Required task> Return every line in the records below that contains the string "tree".

Records of labeled boxes
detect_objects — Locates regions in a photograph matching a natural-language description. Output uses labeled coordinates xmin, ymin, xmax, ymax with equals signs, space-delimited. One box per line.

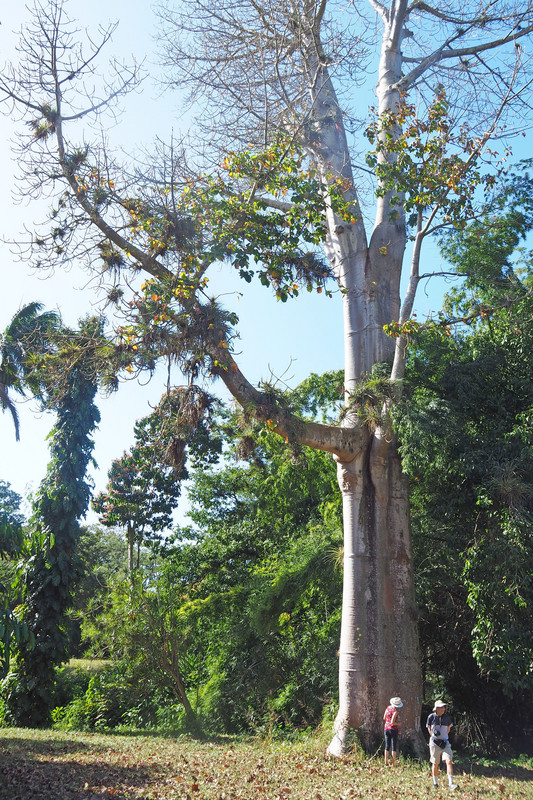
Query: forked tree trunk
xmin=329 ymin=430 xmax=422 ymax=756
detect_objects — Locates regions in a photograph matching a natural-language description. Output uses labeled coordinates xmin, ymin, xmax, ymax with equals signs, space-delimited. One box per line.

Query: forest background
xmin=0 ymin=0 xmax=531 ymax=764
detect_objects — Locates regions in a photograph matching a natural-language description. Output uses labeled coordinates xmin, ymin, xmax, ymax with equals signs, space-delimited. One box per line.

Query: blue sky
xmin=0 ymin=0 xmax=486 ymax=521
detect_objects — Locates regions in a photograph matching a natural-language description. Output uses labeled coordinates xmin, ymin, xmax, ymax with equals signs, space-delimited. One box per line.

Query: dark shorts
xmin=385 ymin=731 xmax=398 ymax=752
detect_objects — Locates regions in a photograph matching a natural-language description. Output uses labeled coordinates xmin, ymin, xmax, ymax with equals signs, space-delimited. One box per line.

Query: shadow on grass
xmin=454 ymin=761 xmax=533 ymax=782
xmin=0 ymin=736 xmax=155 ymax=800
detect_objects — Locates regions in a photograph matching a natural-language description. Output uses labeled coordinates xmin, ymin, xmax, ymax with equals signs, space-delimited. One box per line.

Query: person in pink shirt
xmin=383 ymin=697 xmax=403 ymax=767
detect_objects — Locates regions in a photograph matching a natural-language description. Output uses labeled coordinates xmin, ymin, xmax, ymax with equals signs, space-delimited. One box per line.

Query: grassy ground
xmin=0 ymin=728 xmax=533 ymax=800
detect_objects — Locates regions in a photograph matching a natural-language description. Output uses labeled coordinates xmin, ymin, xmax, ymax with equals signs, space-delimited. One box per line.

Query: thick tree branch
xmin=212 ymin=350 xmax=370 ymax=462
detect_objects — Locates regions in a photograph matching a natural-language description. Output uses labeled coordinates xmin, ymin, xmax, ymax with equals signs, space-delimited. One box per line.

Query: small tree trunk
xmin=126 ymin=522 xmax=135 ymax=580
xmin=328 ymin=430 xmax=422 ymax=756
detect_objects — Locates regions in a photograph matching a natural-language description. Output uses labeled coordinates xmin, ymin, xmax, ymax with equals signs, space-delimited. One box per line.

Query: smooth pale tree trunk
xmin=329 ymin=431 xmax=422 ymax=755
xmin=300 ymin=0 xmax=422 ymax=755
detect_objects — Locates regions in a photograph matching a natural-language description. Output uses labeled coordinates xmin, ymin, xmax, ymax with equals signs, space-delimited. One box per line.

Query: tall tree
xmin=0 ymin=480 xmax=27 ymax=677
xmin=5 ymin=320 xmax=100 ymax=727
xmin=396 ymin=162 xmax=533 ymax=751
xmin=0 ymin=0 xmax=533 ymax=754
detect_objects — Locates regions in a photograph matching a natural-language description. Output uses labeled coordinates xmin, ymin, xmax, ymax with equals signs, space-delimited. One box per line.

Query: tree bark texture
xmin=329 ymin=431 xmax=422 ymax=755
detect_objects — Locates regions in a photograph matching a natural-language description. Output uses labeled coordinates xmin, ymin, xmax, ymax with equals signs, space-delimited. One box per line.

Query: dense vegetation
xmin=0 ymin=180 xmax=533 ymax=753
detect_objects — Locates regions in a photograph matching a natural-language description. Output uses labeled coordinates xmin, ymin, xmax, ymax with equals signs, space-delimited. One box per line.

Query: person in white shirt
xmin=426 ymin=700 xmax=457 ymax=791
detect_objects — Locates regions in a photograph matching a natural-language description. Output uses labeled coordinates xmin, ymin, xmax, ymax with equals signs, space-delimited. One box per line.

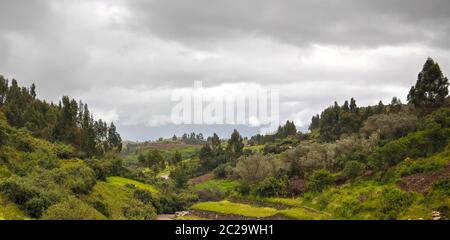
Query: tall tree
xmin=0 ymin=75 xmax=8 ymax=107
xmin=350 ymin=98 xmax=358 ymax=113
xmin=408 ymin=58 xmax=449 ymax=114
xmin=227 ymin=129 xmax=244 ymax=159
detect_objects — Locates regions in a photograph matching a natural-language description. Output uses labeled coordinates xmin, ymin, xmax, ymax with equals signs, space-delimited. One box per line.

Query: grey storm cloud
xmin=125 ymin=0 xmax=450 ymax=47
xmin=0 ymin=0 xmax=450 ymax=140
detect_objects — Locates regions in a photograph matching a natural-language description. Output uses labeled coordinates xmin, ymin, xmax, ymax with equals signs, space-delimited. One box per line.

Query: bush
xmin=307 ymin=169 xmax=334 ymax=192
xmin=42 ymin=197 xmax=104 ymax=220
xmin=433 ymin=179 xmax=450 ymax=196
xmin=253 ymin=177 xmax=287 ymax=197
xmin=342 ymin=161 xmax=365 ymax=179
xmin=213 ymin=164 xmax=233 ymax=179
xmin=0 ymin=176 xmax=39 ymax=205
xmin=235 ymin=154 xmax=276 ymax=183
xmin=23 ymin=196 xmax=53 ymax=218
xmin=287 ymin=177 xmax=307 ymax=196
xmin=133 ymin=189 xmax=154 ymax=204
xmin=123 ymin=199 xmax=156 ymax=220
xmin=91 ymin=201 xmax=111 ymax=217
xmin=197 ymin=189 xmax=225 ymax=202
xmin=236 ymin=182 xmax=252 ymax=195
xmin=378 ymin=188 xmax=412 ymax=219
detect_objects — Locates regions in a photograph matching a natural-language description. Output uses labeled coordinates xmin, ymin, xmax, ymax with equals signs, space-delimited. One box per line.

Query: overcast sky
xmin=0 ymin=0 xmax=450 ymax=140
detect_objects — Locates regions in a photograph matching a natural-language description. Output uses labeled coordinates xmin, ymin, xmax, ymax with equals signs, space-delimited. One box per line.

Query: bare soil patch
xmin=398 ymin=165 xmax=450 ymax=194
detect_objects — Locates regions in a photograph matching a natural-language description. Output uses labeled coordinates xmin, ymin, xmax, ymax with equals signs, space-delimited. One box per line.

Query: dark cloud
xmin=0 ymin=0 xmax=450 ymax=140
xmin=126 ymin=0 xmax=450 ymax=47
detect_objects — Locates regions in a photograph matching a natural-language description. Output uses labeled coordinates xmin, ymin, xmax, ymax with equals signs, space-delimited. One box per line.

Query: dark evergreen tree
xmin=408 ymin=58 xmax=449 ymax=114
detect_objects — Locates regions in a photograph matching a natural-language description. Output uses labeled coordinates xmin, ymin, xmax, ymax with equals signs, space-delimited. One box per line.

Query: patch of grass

Answer>
Query: forked tree trunk
Query: thick tree branch
Query: small tree trunk
Query: smooth pale tree trunk
Query: tall tree
Query: tree bark texture
Query: tall tree
Query: dark evergreen tree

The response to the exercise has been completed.